[BEGIN INFORMATION GIVEN]

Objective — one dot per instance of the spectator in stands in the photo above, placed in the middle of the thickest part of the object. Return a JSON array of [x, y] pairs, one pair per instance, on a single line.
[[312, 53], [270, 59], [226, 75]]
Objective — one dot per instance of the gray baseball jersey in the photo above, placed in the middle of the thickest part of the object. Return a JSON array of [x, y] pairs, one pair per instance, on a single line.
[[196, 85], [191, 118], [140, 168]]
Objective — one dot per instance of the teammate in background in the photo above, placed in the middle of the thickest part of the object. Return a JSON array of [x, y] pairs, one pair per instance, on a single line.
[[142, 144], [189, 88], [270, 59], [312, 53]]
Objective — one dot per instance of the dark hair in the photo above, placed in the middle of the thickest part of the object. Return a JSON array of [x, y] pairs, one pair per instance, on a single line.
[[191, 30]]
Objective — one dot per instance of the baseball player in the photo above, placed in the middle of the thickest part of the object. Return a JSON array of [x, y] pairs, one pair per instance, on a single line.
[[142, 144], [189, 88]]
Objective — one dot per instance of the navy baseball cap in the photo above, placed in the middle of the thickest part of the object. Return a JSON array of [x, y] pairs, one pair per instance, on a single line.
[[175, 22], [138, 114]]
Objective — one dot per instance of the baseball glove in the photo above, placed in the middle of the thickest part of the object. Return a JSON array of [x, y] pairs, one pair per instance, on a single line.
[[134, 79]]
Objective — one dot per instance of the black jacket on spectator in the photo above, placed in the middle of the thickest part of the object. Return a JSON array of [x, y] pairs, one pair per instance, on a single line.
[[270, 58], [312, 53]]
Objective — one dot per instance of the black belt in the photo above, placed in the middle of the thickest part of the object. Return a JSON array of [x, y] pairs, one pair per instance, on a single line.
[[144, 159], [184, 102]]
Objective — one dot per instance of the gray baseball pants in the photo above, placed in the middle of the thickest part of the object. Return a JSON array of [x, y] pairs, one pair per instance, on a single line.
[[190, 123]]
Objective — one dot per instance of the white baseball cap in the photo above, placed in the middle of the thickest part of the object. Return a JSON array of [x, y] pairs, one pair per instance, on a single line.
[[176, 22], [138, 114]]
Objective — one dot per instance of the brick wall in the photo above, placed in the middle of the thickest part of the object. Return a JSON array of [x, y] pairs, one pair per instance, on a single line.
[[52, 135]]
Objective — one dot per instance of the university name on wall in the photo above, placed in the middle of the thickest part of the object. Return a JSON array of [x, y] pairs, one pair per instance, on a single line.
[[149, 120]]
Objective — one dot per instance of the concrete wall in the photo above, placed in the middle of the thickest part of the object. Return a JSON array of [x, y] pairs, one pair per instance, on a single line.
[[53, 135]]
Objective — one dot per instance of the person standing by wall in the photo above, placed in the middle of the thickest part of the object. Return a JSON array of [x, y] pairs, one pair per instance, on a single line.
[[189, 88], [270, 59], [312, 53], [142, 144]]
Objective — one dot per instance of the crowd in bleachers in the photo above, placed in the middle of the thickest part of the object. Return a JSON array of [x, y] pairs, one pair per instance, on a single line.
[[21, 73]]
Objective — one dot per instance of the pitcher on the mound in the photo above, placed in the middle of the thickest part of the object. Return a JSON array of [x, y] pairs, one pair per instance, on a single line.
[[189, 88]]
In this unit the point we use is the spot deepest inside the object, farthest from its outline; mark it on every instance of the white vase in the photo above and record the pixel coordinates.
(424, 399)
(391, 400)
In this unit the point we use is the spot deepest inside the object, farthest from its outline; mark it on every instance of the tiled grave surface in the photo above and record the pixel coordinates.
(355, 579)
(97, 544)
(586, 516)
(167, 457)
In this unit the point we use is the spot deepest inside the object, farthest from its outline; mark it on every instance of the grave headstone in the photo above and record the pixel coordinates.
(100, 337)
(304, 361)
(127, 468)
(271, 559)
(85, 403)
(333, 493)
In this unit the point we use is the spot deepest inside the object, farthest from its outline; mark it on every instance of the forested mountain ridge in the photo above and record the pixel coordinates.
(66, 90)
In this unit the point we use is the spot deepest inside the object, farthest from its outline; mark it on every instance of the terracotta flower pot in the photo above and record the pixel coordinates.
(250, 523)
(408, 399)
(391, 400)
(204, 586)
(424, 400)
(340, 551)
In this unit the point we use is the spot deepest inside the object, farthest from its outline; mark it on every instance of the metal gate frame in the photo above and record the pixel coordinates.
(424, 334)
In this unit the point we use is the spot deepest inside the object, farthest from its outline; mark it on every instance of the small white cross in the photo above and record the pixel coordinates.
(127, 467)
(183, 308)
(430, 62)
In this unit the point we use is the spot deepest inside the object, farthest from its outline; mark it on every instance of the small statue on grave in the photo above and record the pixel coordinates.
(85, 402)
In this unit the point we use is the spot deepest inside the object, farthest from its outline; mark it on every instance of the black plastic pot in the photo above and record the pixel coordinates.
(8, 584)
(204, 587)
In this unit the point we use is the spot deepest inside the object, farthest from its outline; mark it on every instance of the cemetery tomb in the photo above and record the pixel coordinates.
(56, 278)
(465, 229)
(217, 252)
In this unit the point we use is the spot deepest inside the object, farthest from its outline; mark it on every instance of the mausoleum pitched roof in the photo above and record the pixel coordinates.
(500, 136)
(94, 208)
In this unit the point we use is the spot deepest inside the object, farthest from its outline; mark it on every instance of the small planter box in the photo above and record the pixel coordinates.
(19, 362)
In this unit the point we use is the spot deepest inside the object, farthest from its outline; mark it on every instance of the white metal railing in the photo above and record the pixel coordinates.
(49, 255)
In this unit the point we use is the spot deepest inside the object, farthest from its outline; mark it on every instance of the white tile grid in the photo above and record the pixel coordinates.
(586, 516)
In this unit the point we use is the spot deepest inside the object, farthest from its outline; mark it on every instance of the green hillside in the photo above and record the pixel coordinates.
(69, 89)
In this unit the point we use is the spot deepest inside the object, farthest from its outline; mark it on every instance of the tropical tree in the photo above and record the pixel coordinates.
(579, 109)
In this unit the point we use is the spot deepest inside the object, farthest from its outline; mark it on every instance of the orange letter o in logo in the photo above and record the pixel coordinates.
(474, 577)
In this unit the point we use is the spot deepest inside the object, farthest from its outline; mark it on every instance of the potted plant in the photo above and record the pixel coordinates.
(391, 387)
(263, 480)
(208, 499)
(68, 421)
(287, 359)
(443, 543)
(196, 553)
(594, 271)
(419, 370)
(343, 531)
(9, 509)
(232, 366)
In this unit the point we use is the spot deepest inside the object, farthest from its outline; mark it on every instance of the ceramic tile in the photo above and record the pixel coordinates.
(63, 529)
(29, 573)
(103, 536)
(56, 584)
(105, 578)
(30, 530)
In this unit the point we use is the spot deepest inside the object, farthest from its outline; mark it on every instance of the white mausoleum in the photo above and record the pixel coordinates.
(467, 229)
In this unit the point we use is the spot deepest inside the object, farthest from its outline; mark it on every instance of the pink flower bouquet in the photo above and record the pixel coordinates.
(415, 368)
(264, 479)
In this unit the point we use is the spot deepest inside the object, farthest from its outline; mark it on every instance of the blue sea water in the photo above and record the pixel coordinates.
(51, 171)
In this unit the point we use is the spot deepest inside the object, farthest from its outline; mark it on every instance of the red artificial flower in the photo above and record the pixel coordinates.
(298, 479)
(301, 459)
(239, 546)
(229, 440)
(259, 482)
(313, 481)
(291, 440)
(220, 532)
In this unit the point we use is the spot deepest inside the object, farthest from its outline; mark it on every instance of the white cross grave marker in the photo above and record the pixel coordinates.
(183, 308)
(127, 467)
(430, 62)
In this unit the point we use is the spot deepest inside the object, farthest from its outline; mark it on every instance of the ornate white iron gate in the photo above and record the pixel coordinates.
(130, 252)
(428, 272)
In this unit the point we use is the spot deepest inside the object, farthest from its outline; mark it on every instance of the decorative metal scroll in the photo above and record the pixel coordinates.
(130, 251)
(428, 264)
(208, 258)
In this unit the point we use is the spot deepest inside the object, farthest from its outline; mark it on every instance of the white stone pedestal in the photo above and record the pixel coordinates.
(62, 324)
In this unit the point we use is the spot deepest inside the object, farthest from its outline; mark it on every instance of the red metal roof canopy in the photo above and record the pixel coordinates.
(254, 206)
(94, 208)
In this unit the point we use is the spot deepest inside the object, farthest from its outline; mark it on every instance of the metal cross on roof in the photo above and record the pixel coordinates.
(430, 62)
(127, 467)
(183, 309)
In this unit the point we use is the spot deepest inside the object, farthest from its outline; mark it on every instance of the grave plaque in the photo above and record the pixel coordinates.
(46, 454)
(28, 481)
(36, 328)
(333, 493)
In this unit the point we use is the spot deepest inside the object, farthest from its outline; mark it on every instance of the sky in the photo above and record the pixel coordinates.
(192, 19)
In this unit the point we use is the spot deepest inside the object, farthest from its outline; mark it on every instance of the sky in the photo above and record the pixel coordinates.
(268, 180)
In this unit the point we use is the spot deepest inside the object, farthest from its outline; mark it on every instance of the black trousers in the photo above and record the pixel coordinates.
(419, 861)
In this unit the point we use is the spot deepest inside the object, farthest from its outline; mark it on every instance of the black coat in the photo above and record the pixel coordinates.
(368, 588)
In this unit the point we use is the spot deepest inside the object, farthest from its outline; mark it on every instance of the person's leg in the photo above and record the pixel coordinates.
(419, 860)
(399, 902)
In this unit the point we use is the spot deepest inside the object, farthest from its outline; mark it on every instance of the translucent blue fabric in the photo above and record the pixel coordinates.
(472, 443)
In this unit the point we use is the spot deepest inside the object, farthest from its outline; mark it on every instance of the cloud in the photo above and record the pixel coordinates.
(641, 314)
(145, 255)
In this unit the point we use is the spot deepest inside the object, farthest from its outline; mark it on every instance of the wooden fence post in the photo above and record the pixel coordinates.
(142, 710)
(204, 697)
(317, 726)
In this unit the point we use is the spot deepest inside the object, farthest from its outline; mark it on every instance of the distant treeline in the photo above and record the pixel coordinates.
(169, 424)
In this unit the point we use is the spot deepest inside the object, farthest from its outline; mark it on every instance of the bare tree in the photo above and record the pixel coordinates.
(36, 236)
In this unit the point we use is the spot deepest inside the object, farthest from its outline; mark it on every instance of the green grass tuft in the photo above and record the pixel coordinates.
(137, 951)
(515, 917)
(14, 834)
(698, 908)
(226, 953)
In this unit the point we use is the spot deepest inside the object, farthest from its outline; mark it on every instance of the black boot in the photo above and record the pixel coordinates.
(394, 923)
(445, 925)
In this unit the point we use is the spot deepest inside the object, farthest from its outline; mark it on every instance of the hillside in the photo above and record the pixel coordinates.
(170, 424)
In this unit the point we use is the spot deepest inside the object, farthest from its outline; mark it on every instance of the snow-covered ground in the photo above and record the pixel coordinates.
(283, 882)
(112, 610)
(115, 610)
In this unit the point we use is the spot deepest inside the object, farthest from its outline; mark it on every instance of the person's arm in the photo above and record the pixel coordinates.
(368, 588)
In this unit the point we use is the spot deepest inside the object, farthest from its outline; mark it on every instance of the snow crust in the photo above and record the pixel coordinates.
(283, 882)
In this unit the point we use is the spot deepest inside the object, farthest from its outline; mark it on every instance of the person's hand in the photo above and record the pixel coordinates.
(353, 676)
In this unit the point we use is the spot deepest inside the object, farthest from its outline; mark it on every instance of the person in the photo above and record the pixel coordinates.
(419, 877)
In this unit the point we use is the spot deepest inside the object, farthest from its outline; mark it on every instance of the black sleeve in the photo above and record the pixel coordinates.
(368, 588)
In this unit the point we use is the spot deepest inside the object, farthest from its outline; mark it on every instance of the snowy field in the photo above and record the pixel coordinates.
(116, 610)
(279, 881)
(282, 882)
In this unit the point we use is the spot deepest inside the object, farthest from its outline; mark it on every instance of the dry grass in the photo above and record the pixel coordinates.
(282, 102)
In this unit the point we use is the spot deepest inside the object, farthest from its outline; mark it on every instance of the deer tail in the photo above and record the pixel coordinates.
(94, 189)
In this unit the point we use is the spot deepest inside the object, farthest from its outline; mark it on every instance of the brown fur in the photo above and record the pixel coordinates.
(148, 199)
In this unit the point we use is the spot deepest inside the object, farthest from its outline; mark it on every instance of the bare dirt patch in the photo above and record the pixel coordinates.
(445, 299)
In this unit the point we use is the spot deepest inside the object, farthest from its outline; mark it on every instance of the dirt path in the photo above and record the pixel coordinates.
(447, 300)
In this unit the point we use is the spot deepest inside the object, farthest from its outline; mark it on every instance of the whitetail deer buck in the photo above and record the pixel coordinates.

[END INFORMATION GIVEN]

[EXERCISE PROMPT]
All lines from the one containing "the bare dirt" through the final line of the listing above are to be reproduced exactly; include both and add nothing.

[WRITTEN RESPONSE]
In this unit the point we use is the spot deepest inside the object, farthest from its outline; mark it on every instance of the bare dirt patch in the photo above and record the pixel coordinates.
(445, 299)
In this unit the point we use is the spot deepest inside the object, farthest from its outline; mark it on every instance of the dirt path in the photo above and record the pixel coordinates.
(447, 300)
In this unit the point we use is the spot deepest inside the object, farthest from its outline; mark it on every instance of the whitetail deer buck in the photo above and record the pixel coordinates.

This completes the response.